> _Problem statement_
Please convert the material below into a Markdown table with the columns "Row" and "Line", giving each non-blank line its own numbered row. Leave the pictures out of the answer.

──────── Task material ────────

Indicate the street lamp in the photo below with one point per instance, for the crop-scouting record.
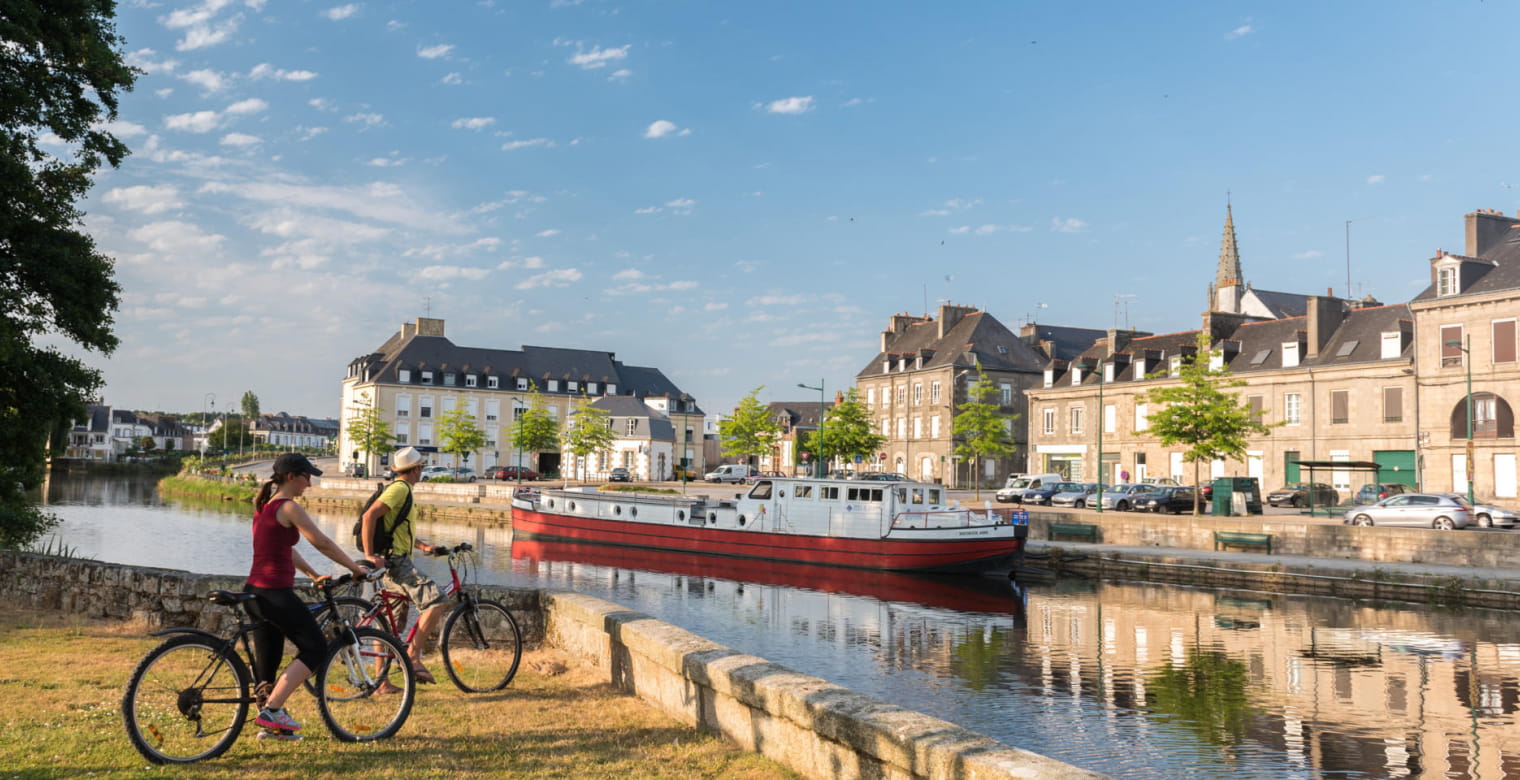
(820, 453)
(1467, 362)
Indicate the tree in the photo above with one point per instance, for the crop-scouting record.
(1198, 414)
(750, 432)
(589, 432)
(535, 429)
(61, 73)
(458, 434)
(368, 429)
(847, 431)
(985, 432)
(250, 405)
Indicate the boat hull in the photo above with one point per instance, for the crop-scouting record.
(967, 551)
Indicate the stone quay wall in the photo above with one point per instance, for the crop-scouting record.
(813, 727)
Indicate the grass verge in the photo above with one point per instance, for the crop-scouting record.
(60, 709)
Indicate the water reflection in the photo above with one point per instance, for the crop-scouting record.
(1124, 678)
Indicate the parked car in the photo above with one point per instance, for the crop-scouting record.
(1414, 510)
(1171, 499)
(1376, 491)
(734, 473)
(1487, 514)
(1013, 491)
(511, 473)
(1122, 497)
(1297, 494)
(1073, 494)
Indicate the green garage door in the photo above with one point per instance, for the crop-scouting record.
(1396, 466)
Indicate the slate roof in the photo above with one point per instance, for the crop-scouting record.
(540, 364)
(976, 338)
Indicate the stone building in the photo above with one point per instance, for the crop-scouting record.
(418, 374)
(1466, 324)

────────

> _Exercise answer_
| Row | Line |
|---|---|
| 1 | Indicate the street lamp in the photo below with one point per instance, for the crop-scouting record. |
| 2 | (820, 453) |
| 3 | (1467, 362) |
| 4 | Indicate the tree in the photo above with one point per instance, for the crop-scouting record. |
| 5 | (1198, 414) |
| 6 | (750, 432) |
| 7 | (589, 432) |
| 8 | (535, 429) |
| 9 | (61, 73) |
| 10 | (458, 434) |
| 11 | (368, 429) |
| 12 | (847, 431) |
| 13 | (985, 432) |
| 14 | (250, 405) |
| 15 | Indicate the boat hull in the photo above with one point per instance, for the crop-scouting record. |
| 16 | (967, 551) |
| 17 | Indicate the stone quay wall in the photo above with one point per instance, for the crop-scouting record. |
| 18 | (813, 727) |
| 19 | Indicate the grass verge in the photo above with one point per instance, for the crop-scouting record. |
| 20 | (60, 709) |
| 21 | Indicate the water reflection in the photo above with one point per instance, for the crop-scouting record. |
| 22 | (1124, 678) |
| 23 | Indicate the parked car in the photo above with one point per instance, for the crop-scouting record. |
| 24 | (1414, 510) |
| 25 | (1171, 499) |
| 26 | (1376, 491) |
| 27 | (734, 473) |
| 28 | (1487, 514) |
| 29 | (1013, 491) |
| 30 | (511, 473) |
| 31 | (1122, 497) |
| 32 | (1297, 494) |
| 33 | (1073, 494) |
| 34 | Indicate the green garage door in the photo above with one point per instance, for the crop-scouting record. |
| 35 | (1396, 466) |
| 36 | Indicate the slate roof in the photo above with one point per instance, for the crop-scouting record. |
| 37 | (540, 364) |
| 38 | (976, 338) |
| 39 | Indicate the stone building in the photo above with one point per instance, for the crop-scouting record. |
| 40 | (418, 374) |
| 41 | (1466, 324) |